··· Trecho do documento ···

Foto de três mulheres de três gerações diferentes, avó, mãe e filha. Todas são negras e estão se abraçando e sorrindo

Um xale, memórias da escola e o adoecimento de um familiar inspiraram a criação de três narrativas conectadas por um fio invisível: os laços de três gerações de mulheres. Escritos também por mulheres, “A costura”, “Amanhã” e “Fios” trazem à tona experiências cheias de afeto para dividir com crianças de todas as idades.

Com a proposta de valorizar a cultura palestina por meio de seus objetos, Isol, a autora argentina de “A costura”, conta em uma entrevista que recebeu um xale feito naquela região e a encomenda do Museu Palestino de criar um conto infantil para o projeto “Palestinian Art History as Told by Everyday Objects”. Ao observar as imagens que formavam os bordados da peça, começou a ver cenários. Assim surgiu a história do Lado da Frente, o mundo em que vivemos, e do Lado de Trás, com seus mistérios e criaturas estranhas.

Lúcia Hiratsuka nos convida a acompanhá-la no caminho para as escolas da avó, da mãe e de suas próprias memórias de infância. Além das histórias de família, caraterística muito presente na obra da autora paulista, “Amanhã” traz três contos que entrelaçam as culturas japonesa e brasileira e mostram a escola como espaço coletivo de transformação social onde se pode “esperançar” novos caminhos possíveis.

Já em “Fios”, a rede de apoio de mulheres que se costurou quando sua avó adoeceu e se tornou dependente de cuidados inspirou o livro de Chris Nóbrega. Para contar essa história, a obra foi toda feita em família: os bordados são da mãe da autora, Maria Freitas, e as ilustrações ficaram a cargo do sobrinho Gabriel Dutra.

Conheça mais detalhes sobre cada um dos 3 livros:

Bordados e seus avessos

“Vamos começar pela aldeia onde vivemos: temos árvores frutíferas, casinhas vermelhas triangulares, muitas flores e um rio no meio.
Cada coisa tem seu lugar, tudo arrumado e bonitinho. Parece até com os bordados que minha avó faz.
Ao mesmo tempo, dizem, existe outro mundo, bem atrás do nosso, muito mais inusitado, com paisagens cheias de nós, linhas penduradas e estranhos animais. […] Mas esse lugar só pode ser visitado em sonho” – (Trecho de “A costura”)

“A costura”, Isol (Pequena Zahar)

Por entre linhas, bordados, tramas e costuras, Lila conduz os leitores em uma aventura fascinante em busca do que se perdeu no lado de cá e do que acontece no avesso do mundo. Para aplacar os questionamentos da mãe sobre as coisas perdidas, a menina tenta explicar sua teoria que envolve o mundo em que vivemos e o lado de lá, que só pode ser visitado em sonhos. A ideia é simples: basta costurar todos os buracos que com o tempo surgiram por aqui e onde certamente caem as coisas perdidas. Mesmo contra a vontade da mãe – que culpou as histórias que a avó contava pelo excesso de imaginação da filha, Lila empunhou linha e agulha e saiu para consertar os buracos do mundo (e parar de perder seus pertences). Mas esta solução traz consequências para o Lado da Frente e o Lado de Trás. É graças à cumplicidade entre avó e neta que os remendos começam a se desfazer. Dividido em cinco partes — as coisas perdidas, os buracos, a névoa, solstício e o epílogo — o desfecho surpreende pelas possibilidades que guardam o avesso do mundo, nem sempre como imaginamos.

··· Listagem de registros ···

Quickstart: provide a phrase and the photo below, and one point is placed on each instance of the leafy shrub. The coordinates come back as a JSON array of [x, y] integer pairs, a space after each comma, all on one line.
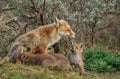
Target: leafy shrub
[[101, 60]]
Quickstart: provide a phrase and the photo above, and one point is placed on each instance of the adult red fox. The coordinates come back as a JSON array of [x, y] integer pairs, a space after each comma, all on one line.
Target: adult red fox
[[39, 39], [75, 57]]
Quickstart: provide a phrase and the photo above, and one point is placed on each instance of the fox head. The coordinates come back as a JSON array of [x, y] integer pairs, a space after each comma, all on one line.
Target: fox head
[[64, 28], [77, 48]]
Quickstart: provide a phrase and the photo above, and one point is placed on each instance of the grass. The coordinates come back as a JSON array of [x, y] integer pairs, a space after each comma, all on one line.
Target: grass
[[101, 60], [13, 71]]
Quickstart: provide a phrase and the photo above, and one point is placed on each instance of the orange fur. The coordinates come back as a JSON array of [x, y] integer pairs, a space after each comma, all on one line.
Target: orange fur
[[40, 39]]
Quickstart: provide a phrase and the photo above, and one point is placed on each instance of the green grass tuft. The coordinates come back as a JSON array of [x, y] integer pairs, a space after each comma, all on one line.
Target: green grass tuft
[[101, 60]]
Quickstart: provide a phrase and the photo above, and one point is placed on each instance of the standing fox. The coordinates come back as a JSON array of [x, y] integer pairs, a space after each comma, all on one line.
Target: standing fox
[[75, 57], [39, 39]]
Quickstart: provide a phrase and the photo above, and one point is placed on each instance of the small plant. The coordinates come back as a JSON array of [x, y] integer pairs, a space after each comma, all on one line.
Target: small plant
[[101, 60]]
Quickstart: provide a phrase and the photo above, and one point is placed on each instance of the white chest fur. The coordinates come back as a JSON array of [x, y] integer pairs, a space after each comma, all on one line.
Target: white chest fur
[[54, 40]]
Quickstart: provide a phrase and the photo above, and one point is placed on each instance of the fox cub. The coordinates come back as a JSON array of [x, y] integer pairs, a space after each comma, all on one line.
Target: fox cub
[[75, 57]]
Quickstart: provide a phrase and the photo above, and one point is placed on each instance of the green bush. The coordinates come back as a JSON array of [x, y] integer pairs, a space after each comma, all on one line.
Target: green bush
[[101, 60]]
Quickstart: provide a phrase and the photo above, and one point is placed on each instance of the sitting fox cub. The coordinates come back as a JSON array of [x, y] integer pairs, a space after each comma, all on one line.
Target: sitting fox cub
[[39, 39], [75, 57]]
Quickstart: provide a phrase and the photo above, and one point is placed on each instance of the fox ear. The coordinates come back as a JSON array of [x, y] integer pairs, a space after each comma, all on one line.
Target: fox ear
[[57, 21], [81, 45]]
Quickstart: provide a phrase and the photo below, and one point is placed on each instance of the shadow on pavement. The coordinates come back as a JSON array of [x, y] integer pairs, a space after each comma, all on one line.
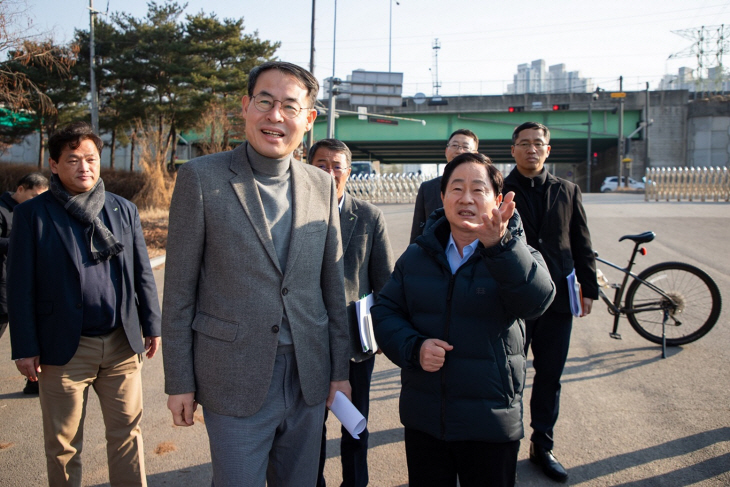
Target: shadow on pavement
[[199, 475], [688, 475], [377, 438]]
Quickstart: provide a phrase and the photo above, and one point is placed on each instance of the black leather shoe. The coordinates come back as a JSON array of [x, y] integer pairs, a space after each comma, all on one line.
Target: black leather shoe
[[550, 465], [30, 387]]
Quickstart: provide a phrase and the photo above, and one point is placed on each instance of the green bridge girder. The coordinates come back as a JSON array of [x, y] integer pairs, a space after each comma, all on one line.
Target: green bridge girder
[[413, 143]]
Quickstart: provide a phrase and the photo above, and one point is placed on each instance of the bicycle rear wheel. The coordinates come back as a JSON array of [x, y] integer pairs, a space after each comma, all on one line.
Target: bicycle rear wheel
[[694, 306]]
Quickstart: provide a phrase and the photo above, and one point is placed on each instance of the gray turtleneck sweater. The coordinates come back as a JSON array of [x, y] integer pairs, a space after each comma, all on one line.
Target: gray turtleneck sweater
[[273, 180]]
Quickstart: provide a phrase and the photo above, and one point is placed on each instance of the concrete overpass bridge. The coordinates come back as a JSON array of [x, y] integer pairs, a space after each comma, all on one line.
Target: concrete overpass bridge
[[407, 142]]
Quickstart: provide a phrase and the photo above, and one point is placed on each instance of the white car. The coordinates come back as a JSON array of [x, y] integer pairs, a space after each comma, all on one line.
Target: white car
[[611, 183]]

···

(Enunciado): Dê prosseguimento ao texto sobre os três livros que retratam gerações de mulheres, começando logo após a última frase apresentada. Os registros não têm relação com o texto sobre os três livros que retratam gerações de mulheres.

(Resposta esperada):
A caminho da escola

“Assim que passamos a pequena ponte, num curto lá adiante, está ela de madeira, a pintura de cal lavada pelas chuvas,
as portas e janelas olham para a estrada.
A escola! Dentro do amanhã.” – (Trecho de “Depois da ponte”, do livro “Amanhã”)

“Amanhã”, Lúcia Hiratsuka (Pequena Zahar)

“Amanhã tem escola?”, perguntam três meninas. Com os delicados traços da artista plástica, entre cores que brotam da terra ou chegam de longe, entre espanto e ansiedade, surgem palavras, desenhos e cantos que mostram as trilhas de três gerações para o amanhã em três contos ilustrados. O desejo comum das protagonistas – a própria autora, sua mãe Sayuri e sua avó Orie – é ir à escola. Tudo começa com mãe e filha na máquina de costura criando um porta-marmitas, que seria levado para a escola. “Depois da ponte”, o conto que abre o livro, é memorialístico. Hiratsuka conta no posfácio que recolheu imagens, cheiros e cores do caminho para a escola para compor as paisagens do sítio Asahi — que significa sol da manhã —, no interior de São Paulo, onde ela nasceu e cresceu. Ao retornar da escola, a menina mostra satisfeita seu caderno e pergunta se a mãe ia às aulas quando era criança. A resposta amplia a curiosidade: “no meu tempo era diferente, a escola mudava de lugar…”. Em “Caminho das amoreiras”, Sayuri conta que, em vez do sol da manhã, o que acompanhava as crianças até a escola eram lanternas, pois era preciso estudar sem chamar a atenção. Durante a Segunda Guerra Mundial, o governo brasileiro proibiu por um período o uso da língua japonesa e chegou a fechar escolas. Apesar disso, Sayuri e outros imigrantes resistiram e seguiram seus estudos. No terceiro conto “Tooryanse”, que é também o título de uma cantiga popular japonesa que a autora adaptou livremente nesta narrativa, conhecemos a história da avó Orie, que estudou no Japão e tinha como professor um monge. Para ir e voltar da enorme escola cheia de janelas, Orie precisava passar por um bambuzal. Era a cantiga que lhe dava coragem para atravessá-lo.

Fios que bordam afetos

“Naquele dia uma virava mãe e a outra avó. A avó, a mãe e a menina desde aquele dia seguiram juntas.” – (Trecho de “Fios”)

“Fios”, Chris Nóbrega e Gabriel Dutra (Maria Cobogó Coletivo Editorial)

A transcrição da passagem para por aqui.